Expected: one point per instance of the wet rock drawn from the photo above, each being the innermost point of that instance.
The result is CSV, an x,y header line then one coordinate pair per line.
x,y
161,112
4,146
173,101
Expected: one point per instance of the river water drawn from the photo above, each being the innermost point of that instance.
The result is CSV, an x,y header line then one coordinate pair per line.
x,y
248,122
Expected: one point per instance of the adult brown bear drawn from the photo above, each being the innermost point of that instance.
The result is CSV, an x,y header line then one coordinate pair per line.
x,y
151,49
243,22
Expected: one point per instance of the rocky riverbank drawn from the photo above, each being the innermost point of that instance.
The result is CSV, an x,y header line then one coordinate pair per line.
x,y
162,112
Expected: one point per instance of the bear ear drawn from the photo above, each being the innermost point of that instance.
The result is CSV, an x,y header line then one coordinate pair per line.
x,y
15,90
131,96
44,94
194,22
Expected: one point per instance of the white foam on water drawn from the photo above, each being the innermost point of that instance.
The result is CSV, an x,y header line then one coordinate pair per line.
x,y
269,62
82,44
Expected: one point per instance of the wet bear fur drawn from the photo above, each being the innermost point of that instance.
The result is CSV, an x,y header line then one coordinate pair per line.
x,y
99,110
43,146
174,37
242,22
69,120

━━━━━━━━

● Written task
Copy out each record, keeping every word as it is.

● Output
Expected: one point per instance of the wet rock drawn from the photo above, each being the innermost point of that instance.
The result is CSV, an x,y header line then one coordinate pair per line.
x,y
161,112
4,146
173,101
Expected: one point per instance of the river water drawn from the photo above, each being the innermost point of that instance.
The result is CSV, an x,y header line then one coordinate pair per line.
x,y
248,122
Expected: one point per instance of the adult brown bear drawn from the photo above, each being the innermost point of that instance.
The result is CSV, an x,y header line then one coordinate pair per line.
x,y
151,49
243,22
Expected: one point per instance of the rocky riverbank drawn from the photo above, each being the innermost point of that instance.
The result is CSV, an x,y header line then one coordinate pair per line.
x,y
162,112
Expected: one point per instance of the bear ear drawn from the photo above, each being the innermost point of that instance.
The result is CSV, an x,y header line then one coordinate pair per line.
x,y
15,90
131,96
44,94
194,22
Expected: one point per instance of the white foam on water drawn from the photo above, each being the innermost point of that instance.
The result is CSV, an x,y header line then one coordinate pair per line.
x,y
269,62
82,44
Expected: one point per instance of the wet bear fur drawn from the photo above, each being the innermost point of that instance.
The result is CSV, an x,y header line then one coordinate pair per line.
x,y
99,110
43,146
174,37
242,22
69,120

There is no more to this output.